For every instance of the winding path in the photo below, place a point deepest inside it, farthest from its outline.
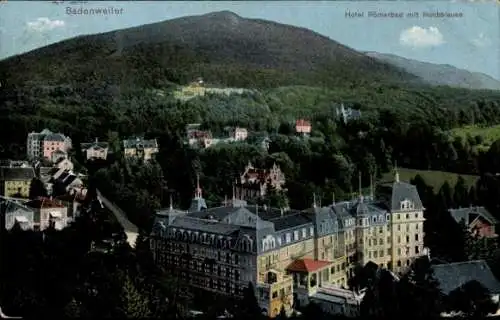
(130, 229)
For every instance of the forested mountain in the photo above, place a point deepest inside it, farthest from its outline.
(221, 47)
(440, 74)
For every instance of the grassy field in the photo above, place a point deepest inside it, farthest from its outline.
(432, 178)
(488, 134)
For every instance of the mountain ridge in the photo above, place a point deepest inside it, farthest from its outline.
(440, 74)
(265, 53)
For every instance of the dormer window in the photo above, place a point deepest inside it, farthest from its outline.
(406, 205)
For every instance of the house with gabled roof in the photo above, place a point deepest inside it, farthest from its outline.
(478, 220)
(17, 214)
(139, 147)
(454, 276)
(95, 150)
(16, 181)
(285, 253)
(43, 144)
(253, 181)
(64, 163)
(48, 212)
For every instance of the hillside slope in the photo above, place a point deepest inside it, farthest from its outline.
(440, 74)
(221, 47)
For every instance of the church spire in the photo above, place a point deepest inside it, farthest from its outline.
(198, 188)
(371, 187)
(396, 172)
(234, 191)
(360, 187)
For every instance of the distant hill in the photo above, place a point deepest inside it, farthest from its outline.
(222, 47)
(440, 74)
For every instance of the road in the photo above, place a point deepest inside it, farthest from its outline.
(130, 229)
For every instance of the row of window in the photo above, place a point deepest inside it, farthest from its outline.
(400, 252)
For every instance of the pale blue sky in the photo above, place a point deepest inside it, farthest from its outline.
(470, 42)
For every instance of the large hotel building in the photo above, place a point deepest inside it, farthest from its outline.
(292, 257)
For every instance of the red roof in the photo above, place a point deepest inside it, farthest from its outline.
(44, 203)
(302, 123)
(307, 265)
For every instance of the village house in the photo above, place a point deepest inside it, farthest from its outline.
(477, 219)
(95, 150)
(452, 276)
(237, 133)
(58, 155)
(303, 127)
(16, 181)
(347, 114)
(45, 143)
(73, 202)
(65, 164)
(253, 182)
(16, 213)
(140, 148)
(64, 181)
(290, 256)
(48, 212)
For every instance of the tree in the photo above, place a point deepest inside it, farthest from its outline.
(473, 299)
(472, 196)
(133, 303)
(249, 306)
(423, 294)
(461, 192)
(73, 309)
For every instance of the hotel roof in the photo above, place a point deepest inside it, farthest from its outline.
(307, 265)
(16, 174)
(44, 203)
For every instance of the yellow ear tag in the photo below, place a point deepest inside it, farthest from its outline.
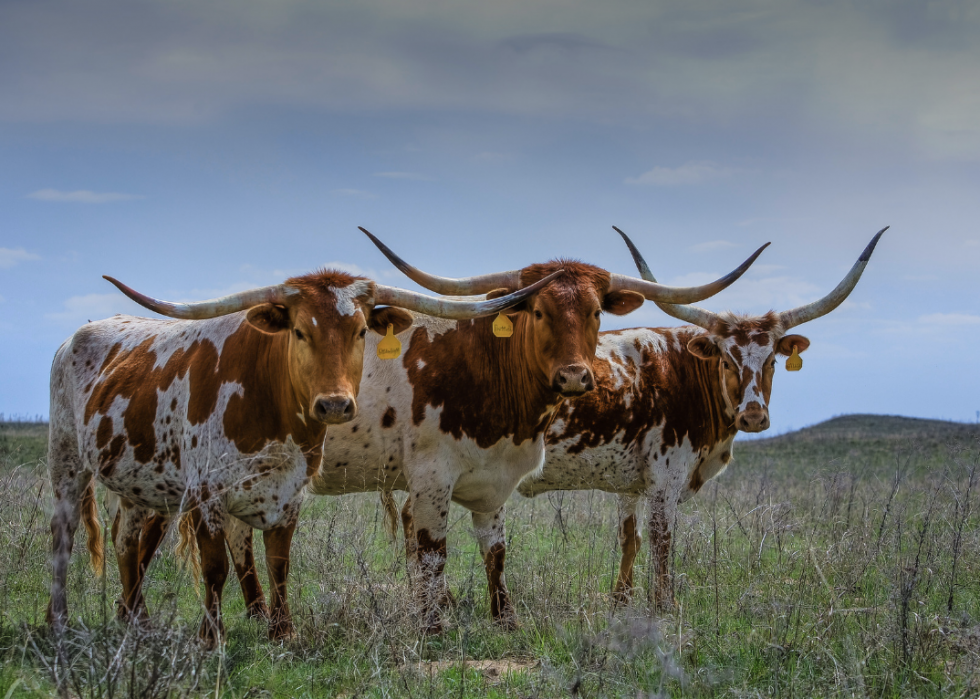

### Your assignment
Give the records above again verbatim, pictures omitted.

### Answer area
For every instance of the winding path in the photo below, place a point deepest inside it, farthest from its outline.
(130, 229)
For every instance of the forested mountain in the photo above, place a point deepest inside it, farthest from its outline.
(221, 47)
(440, 74)
For every instance of the grassy field in the photo above, place a point deepest inside it, farthest from its outline.
(432, 178)
(488, 134)
For every instance of the mountain ridge in the photo above, place a point deepest inside it, farthest from its outline.
(440, 74)
(265, 53)
For every instance of the dormer window in the photo above, place a point deepest inside it, farthest from its outline.
(406, 205)
For every instance of the house with gabled roof in the photo above, place a point deepest inside it, farthest from its outline.
(478, 220)
(17, 214)
(139, 147)
(454, 276)
(95, 150)
(16, 181)
(285, 253)
(43, 144)
(253, 181)
(64, 163)
(48, 212)
For every instance of the hillside slope in the photo above, place a point deepest inside it, farthest from its outline.
(440, 74)
(221, 47)
For every instance of the church spire in the photo above, place a point deepest inside it, farthest from its outline.
(198, 188)
(371, 187)
(396, 172)
(234, 191)
(360, 187)
For every instance of the distant hill in the photo above, place a point deepest inside it, farthest from its outline.
(222, 47)
(440, 74)
For every instance of the road in the photo above, place a point deepest inside it, farthest from its outline.
(130, 229)
For every instance of the row of window in the photo above, place a point deepest inside it, farthest from its outline.
(400, 252)
For every instance of the pale blue sky in the photo above, place a point deepest inside it, farthest from its outline.
(470, 42)
For every instance of the large hotel building in the photo above, place a point deepest inside it, farthest from its outline.
(292, 257)
For every instance of the red roof in the photo above, place a point deepest inside it, farthest from its outline.
(44, 203)
(302, 123)
(307, 265)
For every instance of the village house in the photo above, place a point deepest inside it, farthest from its outline.
(477, 219)
(95, 150)
(452, 276)
(237, 133)
(58, 155)
(303, 127)
(16, 181)
(347, 114)
(45, 143)
(73, 202)
(65, 164)
(253, 182)
(16, 213)
(140, 148)
(64, 181)
(290, 256)
(48, 212)
For every instance of the tree in the photo above, place a point deepest inside it, farthest from its outline.
(473, 299)
(472, 196)
(133, 303)
(249, 306)
(423, 294)
(461, 192)
(73, 309)
For every instance of the hotel roof in the photo above, place a point deepest inside it, farthest from its outline.
(307, 265)
(16, 174)
(44, 203)
For every instance of the yellow ear tag in the photo below, place a point deepest inside it, farthest from its outline.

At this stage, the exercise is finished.